* WRITTEN REQUEST:
Reproduce verbatim only the lines from the one containing "target | tire sidewall" through the last line below, both included.
◆ ◆ ◆ ◆
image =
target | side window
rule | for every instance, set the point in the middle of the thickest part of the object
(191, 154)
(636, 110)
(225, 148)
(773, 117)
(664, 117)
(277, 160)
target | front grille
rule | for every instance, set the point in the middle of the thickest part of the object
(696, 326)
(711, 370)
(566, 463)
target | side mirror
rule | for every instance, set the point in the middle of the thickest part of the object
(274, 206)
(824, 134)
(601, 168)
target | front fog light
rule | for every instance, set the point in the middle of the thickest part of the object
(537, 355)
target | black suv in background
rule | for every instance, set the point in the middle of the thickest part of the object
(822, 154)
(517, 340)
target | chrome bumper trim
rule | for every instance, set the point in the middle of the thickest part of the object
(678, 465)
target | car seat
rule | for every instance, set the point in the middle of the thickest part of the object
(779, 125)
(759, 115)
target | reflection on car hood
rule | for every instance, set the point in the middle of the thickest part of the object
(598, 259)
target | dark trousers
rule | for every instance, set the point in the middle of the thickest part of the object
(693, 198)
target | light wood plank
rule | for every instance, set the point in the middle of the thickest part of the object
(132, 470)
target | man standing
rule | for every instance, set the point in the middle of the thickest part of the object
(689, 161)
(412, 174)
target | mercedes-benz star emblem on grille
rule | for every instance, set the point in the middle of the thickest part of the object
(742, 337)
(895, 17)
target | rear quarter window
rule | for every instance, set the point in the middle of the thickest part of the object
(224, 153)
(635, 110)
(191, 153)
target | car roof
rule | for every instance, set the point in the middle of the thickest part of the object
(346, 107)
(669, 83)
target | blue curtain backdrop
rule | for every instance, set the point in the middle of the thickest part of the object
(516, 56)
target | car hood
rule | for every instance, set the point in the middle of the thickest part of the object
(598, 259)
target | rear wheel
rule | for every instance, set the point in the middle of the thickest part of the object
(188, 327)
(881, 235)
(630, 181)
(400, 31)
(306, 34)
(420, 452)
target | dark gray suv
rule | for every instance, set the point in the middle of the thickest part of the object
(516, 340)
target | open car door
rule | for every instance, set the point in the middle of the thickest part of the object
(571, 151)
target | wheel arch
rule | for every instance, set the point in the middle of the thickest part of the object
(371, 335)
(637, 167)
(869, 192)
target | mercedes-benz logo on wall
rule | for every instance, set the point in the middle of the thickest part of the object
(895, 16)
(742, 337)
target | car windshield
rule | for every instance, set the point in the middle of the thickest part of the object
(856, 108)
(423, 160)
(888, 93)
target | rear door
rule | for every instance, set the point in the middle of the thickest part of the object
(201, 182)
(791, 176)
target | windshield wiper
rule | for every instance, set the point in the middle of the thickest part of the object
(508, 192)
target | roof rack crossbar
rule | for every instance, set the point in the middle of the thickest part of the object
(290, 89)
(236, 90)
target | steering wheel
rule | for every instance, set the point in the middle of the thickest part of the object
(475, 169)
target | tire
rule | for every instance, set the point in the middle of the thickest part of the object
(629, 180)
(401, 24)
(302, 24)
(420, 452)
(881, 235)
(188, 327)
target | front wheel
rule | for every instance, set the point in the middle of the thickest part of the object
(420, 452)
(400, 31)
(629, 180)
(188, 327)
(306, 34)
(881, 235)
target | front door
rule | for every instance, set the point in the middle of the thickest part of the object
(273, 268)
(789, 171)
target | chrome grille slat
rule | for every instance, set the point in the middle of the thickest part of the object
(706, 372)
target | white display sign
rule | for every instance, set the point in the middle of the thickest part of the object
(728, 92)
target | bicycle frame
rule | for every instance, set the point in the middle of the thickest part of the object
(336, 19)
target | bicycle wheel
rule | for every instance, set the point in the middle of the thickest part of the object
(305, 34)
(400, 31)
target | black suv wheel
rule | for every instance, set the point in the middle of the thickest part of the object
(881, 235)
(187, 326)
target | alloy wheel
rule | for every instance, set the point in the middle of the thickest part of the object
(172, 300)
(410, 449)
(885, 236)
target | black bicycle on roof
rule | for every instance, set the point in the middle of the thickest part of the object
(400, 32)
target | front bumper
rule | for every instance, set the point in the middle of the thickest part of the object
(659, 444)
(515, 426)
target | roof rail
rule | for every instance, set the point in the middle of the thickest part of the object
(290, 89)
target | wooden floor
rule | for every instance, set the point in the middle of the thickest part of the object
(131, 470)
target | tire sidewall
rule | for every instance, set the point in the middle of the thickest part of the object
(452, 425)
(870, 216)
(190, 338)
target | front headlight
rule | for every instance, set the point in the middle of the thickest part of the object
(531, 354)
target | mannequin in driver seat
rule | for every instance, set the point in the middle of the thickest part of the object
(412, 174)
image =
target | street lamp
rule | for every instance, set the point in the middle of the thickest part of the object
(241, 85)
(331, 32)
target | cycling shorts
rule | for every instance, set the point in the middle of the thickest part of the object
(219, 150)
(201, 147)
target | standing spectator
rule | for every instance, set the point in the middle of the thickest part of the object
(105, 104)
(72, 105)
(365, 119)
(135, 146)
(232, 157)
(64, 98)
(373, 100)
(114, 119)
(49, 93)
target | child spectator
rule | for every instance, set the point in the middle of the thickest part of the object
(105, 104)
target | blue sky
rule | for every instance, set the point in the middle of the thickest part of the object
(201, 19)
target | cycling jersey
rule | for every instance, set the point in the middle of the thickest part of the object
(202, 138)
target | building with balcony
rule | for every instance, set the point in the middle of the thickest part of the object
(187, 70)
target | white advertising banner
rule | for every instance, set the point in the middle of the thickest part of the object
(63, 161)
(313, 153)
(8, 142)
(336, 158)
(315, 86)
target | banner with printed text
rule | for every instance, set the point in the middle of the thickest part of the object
◆ ◆ ◆ ◆
* REPLY:
target | tire sidewall
rule | for every instance, set the point in the middle of the thickest part of the object
(452, 425)
(870, 216)
(190, 338)
target | front headlight
rule | for every instance, set the point in the middle of the thickest part of the object
(531, 354)
target | mannequin in driver seat
rule | for every instance, set the point in the middle of the thickest part of the object
(412, 174)
image =
target | street lamp
rule | for every instance, set the point in the middle of the thickest part of the object
(241, 85)
(331, 32)
target | cycling shorts
rule | for every instance, set the point in the middle of the thickest part of the object
(219, 150)
(201, 147)
target | standing spectator
rule | for every instance, set the point in the middle of the thickest part of the object
(105, 104)
(72, 105)
(365, 119)
(135, 146)
(232, 157)
(64, 98)
(373, 100)
(114, 119)
(49, 93)
target | child spectator
rule | for every instance, set the point in the middle of the thickest part of the object
(105, 104)
target | blue sky
rule | for every instance, set the point in the middle of the thickest part of the object
(201, 19)
target | cycling jersey
rule | for every instance, set the point in the middle of the thickest part of the object
(202, 138)
target | building with balcony
rule | for every instance, set the point in the middle of the thickest part of the object
(187, 70)
target | white advertising banner
rule | for every instance, set the point in the middle of the thickest part of the object
(63, 161)
(313, 153)
(8, 142)
(336, 158)
(315, 86)
target | banner with printed text
rule | for every instance, set the point in the middle of the thickest part of the object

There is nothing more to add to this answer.